__Set task__. Write out each of the lines below word for word, keeping every character unchanged.

Start of Material for this task

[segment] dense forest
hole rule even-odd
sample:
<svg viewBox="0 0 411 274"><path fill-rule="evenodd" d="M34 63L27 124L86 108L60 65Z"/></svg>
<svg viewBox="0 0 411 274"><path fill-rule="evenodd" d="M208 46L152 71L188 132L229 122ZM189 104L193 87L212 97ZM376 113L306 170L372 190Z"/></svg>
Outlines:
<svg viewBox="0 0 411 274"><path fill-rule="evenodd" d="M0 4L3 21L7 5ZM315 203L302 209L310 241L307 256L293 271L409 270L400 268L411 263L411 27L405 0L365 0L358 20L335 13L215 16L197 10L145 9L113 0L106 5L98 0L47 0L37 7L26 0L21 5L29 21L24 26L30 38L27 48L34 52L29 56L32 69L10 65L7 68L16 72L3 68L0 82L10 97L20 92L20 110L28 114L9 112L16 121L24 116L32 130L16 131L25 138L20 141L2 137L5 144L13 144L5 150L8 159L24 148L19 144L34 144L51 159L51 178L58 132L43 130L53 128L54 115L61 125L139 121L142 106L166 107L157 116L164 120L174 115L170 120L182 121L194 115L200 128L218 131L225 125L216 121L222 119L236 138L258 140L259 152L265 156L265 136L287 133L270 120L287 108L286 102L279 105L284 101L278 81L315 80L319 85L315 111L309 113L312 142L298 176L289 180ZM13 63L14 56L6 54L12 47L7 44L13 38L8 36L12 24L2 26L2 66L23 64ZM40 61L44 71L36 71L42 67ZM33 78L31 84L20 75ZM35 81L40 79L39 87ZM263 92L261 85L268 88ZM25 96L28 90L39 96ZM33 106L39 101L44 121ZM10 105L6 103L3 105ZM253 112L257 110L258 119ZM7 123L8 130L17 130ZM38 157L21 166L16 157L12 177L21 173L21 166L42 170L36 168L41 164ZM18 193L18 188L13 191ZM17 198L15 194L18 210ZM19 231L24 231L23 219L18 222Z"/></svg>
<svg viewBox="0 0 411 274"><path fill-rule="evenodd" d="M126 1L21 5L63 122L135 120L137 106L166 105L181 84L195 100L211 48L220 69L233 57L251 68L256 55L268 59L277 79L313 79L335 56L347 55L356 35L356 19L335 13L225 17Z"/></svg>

End of Material for this task

__The answer__.
[segment] dense forest
hole rule even-odd
sample:
<svg viewBox="0 0 411 274"><path fill-rule="evenodd" d="M34 63L27 124L86 108L60 65Z"/></svg>
<svg viewBox="0 0 411 274"><path fill-rule="evenodd" d="M208 46L152 71L188 132L229 122ZM189 104L193 87L212 97ZM376 113L306 170L372 190Z"/></svg>
Outlines:
<svg viewBox="0 0 411 274"><path fill-rule="evenodd" d="M0 4L3 21L7 5ZM315 203L302 209L310 241L307 256L293 271L409 270L400 268L411 263L411 27L405 0L365 0L358 20L335 13L215 16L197 10L145 9L113 0L106 5L98 0L47 0L37 7L26 0L21 5L29 21L24 26L30 38L27 48L34 52L29 56L32 69L10 65L7 68L16 72L3 68L0 82L10 97L20 92L20 110L28 114L9 112L16 121L24 116L32 130L16 131L25 138L20 141L2 137L5 144L13 144L5 150L8 159L24 148L19 144L34 144L51 159L51 178L58 132L43 130L53 128L54 115L61 125L139 121L142 106L166 107L157 116L164 120L174 115L170 120L182 121L194 115L200 128L218 131L225 125L216 121L222 119L236 138L258 140L259 152L265 156L265 136L287 133L270 120L287 108L286 102L279 105L284 101L278 81L315 80L319 85L315 111L309 113L312 142L298 176L289 180ZM13 63L14 56L6 54L12 47L7 44L13 38L8 36L12 24L2 26L2 66L23 64ZM40 61L44 71L36 71L42 67ZM33 78L31 84L20 75ZM35 81L40 79L39 87ZM263 92L261 85L268 88ZM25 96L28 90L39 96ZM33 106L39 101L44 121ZM10 105L6 103L3 105ZM253 112L257 110L258 119ZM7 123L8 130L17 130ZM38 157L21 166L16 157L12 177L21 173L21 166L42 170L36 168L41 164ZM18 193L18 188L13 191ZM17 198L15 194L18 210ZM19 231L24 231L23 219L18 222Z"/></svg>
<svg viewBox="0 0 411 274"><path fill-rule="evenodd" d="M126 1L21 5L63 122L135 120L137 106L166 105L181 84L195 100L211 48L220 69L233 57L251 68L256 55L268 59L277 79L313 79L335 56L347 55L356 35L356 19L335 13L225 17Z"/></svg>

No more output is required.